Selection:
On August 2, 2022, a hundred thousand people worldwide were tracking Taiwan-bound U.S. Air Force flight SPAR19 that eventually landed at the capital Taipei’s Songshan airport, with U.S. House Speaker Nancy Pelosi on board and created quite a sensation across the globe. But almost eight decades ago, precisely 77 years back and in another August, the same airstrip that was then known as Taihoku Hikōjō or Taihokuairport under the Japanese military rule over the then Formosa marked an inconspicuous arrival of another foreign leader by a discreet Mitsubishi Ki-21 heavy bomber that paved the way for a legendary unsolved geopolitical mystery in India’s history – the untimely and rather unbelievable death of Indian icon Netaji Subhas Chandra Bose.
Ground zero of “reported” air crash
If the most widely and commonly accepted official version of Bose’s death in the Taihoku air crash on August 18, 1945, is to be believed, Taiwan stays as the ground zero of the iconic freedom fighter’s enigmatic demise. But for some seemingly unknown and unfathomable reasons, the surface of the land where Bose reportedly breathed his last was hardly scratched, nor was there any attempt to till its fertile soil with a gold mine of information regarding the freedom movement legend in these 75 years since India became independent. Interestingly, the seemingly unseen and unexplored declassified files of the geopolitically strategic island’s government archives throw up some startling facts raising more questions than the officially stated answers on Bose.

Written exercise 1: Decide whether each statement below agrees with the text on Netaji Subhas Chandra Bose, answering yes or no and quoting the words from the text that decide it. (a) Flight SPAR19 landed at Songshan airport in Taipei. (b) The foreign leader arrived in 1945 aboard a Mitsubishi Ki-21 fighter plane. (c) The declassified files in Taiwan's government archives confirm the official account of Bose's death.
Written exercise 2: Repeat the part of the text on Netaji Subhas Chandra Bose word for word, starting with "On August 2, 2022, a" and going on through "Subhas Chandra Bose.".

Recorded information:

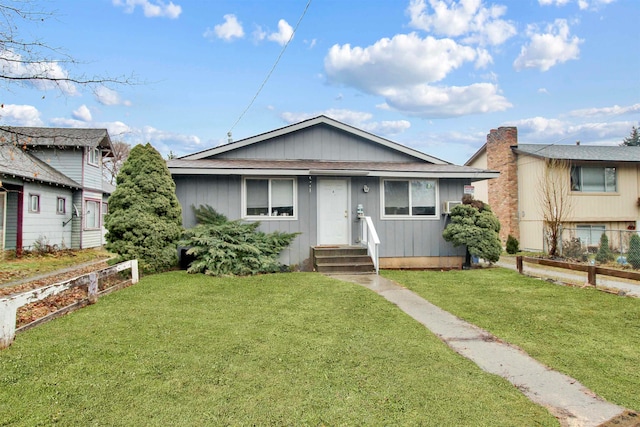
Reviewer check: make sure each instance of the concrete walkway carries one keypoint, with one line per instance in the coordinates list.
(564, 397)
(629, 287)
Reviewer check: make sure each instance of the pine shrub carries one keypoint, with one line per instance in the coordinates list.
(633, 257)
(513, 246)
(145, 219)
(475, 228)
(221, 247)
(604, 254)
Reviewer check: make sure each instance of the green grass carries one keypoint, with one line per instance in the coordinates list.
(286, 349)
(584, 333)
(12, 268)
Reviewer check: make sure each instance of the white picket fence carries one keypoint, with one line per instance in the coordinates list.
(9, 306)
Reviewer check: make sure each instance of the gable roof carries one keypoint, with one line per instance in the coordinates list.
(15, 162)
(55, 137)
(319, 167)
(305, 125)
(581, 152)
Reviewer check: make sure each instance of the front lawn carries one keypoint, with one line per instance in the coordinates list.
(585, 333)
(294, 349)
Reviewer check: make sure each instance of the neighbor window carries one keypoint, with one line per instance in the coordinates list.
(593, 179)
(590, 234)
(61, 205)
(34, 203)
(92, 214)
(94, 156)
(272, 197)
(409, 198)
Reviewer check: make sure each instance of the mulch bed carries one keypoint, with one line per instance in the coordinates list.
(36, 310)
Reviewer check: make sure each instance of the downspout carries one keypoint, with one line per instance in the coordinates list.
(20, 222)
(85, 151)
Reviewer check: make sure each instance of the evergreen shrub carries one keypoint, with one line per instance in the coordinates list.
(145, 219)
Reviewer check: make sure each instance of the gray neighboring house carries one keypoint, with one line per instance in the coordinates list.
(52, 190)
(321, 177)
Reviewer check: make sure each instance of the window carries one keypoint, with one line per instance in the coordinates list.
(589, 234)
(92, 214)
(409, 198)
(61, 205)
(273, 197)
(94, 156)
(593, 179)
(34, 203)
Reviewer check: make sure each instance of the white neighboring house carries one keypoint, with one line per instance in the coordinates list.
(51, 187)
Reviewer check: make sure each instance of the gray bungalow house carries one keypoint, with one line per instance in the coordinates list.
(334, 184)
(51, 187)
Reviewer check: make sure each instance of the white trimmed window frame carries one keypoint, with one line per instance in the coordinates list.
(93, 156)
(270, 214)
(409, 215)
(577, 177)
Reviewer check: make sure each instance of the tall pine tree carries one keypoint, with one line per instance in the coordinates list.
(145, 219)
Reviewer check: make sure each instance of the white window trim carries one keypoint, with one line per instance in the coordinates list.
(30, 207)
(98, 203)
(384, 216)
(91, 152)
(581, 191)
(243, 196)
(64, 205)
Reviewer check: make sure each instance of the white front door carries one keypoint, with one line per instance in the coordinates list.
(333, 212)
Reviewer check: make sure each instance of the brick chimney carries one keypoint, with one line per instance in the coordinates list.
(503, 191)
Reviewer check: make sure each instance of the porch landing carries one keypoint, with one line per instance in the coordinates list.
(341, 259)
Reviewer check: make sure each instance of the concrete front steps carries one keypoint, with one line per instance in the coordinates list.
(342, 259)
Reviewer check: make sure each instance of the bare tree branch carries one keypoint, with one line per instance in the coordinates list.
(554, 197)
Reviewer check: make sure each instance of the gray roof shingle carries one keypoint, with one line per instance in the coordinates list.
(581, 152)
(16, 162)
(58, 137)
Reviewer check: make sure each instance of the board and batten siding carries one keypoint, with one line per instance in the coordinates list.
(408, 237)
(399, 238)
(46, 225)
(318, 143)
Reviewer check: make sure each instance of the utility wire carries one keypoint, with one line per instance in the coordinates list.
(264, 82)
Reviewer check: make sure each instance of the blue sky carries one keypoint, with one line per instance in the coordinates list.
(435, 75)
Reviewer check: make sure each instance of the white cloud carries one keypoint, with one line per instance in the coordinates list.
(404, 60)
(151, 9)
(42, 75)
(359, 119)
(403, 68)
(83, 114)
(544, 130)
(106, 96)
(549, 48)
(20, 115)
(230, 29)
(469, 18)
(615, 110)
(283, 35)
(452, 101)
(582, 4)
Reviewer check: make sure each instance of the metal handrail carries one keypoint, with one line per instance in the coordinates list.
(371, 240)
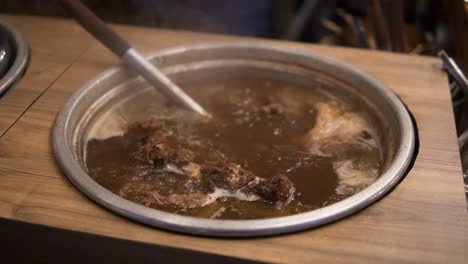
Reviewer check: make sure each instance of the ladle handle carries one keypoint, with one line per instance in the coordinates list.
(96, 26)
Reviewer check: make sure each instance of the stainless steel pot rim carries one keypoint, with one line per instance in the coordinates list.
(21, 60)
(234, 228)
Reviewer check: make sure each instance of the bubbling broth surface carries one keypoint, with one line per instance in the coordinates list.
(271, 149)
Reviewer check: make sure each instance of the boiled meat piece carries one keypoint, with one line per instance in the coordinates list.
(332, 129)
(353, 176)
(208, 181)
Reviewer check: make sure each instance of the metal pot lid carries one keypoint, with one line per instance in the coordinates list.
(75, 115)
(14, 56)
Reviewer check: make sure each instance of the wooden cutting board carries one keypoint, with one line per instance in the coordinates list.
(423, 220)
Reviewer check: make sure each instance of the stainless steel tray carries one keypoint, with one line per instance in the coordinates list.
(397, 131)
(14, 56)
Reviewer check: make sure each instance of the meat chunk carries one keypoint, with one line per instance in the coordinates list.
(333, 128)
(208, 181)
(278, 189)
(156, 148)
(353, 176)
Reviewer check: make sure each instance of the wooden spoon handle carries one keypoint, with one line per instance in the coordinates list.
(96, 26)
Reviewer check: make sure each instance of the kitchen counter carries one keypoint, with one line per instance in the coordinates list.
(423, 220)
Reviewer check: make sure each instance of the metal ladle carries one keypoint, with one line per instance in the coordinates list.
(129, 55)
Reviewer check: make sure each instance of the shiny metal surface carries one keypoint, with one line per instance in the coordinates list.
(153, 75)
(18, 60)
(74, 117)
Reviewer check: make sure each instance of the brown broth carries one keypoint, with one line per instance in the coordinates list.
(265, 145)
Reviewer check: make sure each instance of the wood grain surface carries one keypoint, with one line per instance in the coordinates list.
(424, 220)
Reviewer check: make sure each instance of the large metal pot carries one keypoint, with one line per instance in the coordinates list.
(14, 56)
(118, 86)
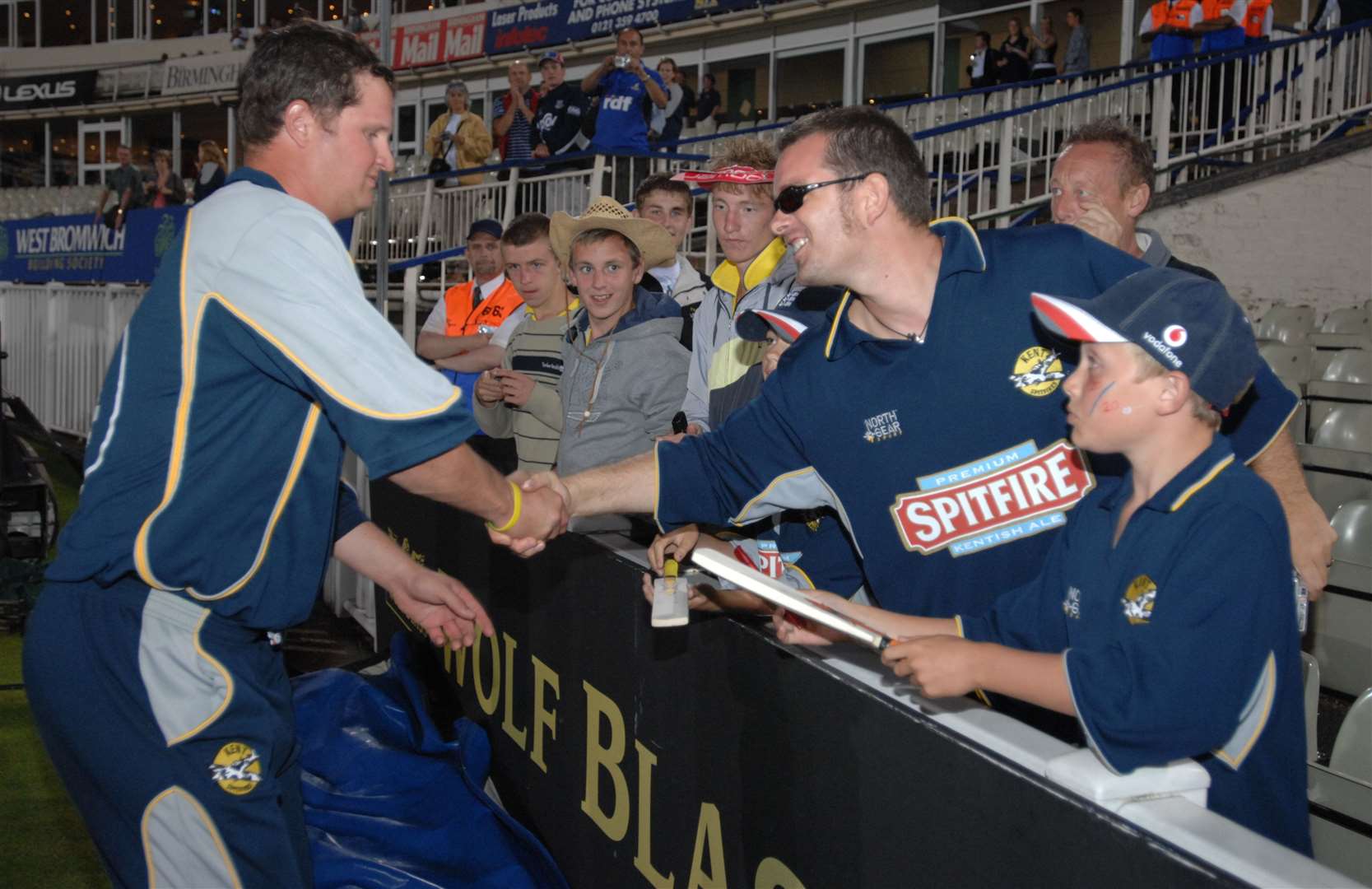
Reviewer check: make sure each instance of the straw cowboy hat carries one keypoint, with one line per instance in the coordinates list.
(653, 242)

Task answer 1:
(a) Yes: "eventually landed at the capital Taipei’s Songshan airport"
(b) No: "by a discreet Mitsubishi Ki-21 heavy bomber"
(c) No: "throw up some startling facts raising more questions than the officially stated answers on Bose"

Task answer 2:
On August 2, 2022, a hundred thousand people worldwide were tracking Taiwan-bound U.S. Air Force flight SPAR19 that eventually landed at the capital Taipei’s Songshan airport, with U.S. House Speaker Nancy Pelosi on board and created quite a sensation across the globe. But almost eight decades ago, precisely 77 years back and in another August, the same airstrip that was then known as Taihoku Hikōjō or Taihokuairport under the Japanese military rule over the then Formosa marked an inconspicuous arrival of another foreign leader by a discreet Mitsubishi Ki-21 heavy bomber that paved the way for a legendary unsolved geopolitical mystery in India’s history – the untimely and rather unbelievable death of Indian icon Netaji Subhas Chandra Bose.